Where a line below holds the string "brown", that line goes into the answer.

(SOURCE RECORDS)

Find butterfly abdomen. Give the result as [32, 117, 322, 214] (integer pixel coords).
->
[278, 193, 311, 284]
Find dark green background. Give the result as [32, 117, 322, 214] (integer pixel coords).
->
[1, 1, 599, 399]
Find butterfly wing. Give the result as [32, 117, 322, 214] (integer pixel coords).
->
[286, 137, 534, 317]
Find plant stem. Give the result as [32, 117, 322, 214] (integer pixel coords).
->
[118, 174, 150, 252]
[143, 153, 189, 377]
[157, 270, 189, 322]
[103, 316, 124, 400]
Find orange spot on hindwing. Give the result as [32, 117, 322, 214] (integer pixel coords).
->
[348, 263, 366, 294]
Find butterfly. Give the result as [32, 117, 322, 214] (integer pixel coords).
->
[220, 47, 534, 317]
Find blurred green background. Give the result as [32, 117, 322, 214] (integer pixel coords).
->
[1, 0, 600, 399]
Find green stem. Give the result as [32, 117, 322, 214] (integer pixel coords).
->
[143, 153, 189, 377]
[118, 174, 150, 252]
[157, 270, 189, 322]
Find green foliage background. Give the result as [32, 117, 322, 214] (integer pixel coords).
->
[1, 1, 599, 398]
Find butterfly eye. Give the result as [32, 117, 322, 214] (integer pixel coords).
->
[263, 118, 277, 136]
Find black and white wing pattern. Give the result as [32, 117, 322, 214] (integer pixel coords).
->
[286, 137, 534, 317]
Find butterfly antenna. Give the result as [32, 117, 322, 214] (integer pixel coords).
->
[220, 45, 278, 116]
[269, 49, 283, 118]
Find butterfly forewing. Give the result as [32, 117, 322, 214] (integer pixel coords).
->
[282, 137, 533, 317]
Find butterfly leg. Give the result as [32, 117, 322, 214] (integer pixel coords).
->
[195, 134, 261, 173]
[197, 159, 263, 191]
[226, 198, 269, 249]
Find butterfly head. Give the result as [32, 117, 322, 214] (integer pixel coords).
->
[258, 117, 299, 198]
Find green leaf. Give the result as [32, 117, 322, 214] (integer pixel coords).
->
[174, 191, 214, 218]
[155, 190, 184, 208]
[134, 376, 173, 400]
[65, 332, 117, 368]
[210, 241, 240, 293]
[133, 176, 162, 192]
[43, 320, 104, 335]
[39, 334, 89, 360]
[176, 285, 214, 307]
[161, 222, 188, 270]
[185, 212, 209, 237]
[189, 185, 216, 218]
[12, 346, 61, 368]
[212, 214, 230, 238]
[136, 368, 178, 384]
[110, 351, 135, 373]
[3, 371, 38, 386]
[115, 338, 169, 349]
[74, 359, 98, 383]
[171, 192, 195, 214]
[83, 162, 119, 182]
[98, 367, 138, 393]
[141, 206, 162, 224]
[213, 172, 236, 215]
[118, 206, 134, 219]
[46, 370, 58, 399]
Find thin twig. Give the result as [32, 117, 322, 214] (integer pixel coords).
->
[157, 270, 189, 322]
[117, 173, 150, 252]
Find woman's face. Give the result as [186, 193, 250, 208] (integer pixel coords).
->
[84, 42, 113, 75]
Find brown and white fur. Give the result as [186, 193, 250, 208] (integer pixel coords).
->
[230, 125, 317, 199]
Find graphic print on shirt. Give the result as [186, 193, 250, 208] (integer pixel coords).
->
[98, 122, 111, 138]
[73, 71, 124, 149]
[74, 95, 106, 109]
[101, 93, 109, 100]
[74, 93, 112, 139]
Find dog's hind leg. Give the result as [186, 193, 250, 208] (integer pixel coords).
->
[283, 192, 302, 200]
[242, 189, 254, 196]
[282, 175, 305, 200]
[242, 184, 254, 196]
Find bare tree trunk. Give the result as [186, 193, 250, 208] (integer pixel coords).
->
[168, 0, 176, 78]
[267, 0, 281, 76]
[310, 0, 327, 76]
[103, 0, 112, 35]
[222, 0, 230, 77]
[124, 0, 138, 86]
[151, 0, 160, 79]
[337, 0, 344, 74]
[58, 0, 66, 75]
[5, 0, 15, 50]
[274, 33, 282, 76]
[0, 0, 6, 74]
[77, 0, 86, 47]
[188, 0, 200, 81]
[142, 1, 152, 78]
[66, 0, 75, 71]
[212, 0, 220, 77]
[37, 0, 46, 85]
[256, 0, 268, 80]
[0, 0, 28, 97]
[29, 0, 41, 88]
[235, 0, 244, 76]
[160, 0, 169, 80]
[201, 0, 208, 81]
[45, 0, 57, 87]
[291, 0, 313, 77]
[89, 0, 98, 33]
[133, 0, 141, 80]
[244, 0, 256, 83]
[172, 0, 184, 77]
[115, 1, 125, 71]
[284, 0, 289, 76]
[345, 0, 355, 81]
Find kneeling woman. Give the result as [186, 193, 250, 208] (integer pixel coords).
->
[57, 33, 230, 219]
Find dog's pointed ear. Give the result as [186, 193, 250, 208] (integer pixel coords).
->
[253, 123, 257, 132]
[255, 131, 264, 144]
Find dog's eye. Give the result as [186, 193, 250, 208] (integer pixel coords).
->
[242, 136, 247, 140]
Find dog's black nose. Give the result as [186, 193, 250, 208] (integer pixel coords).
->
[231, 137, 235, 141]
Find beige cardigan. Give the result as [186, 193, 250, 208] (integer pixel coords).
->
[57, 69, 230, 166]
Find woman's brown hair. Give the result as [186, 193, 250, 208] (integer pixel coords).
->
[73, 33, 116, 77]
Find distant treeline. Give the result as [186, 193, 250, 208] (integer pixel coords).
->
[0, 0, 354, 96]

(End SOURCE RECORDS)

__RESULT BELOW__.
Find brown and white fur. Give the result as [186, 193, 250, 208] (integer pixel coords).
Find woman's brown hair. Give the result as [186, 193, 250, 208] (integer pixel coords).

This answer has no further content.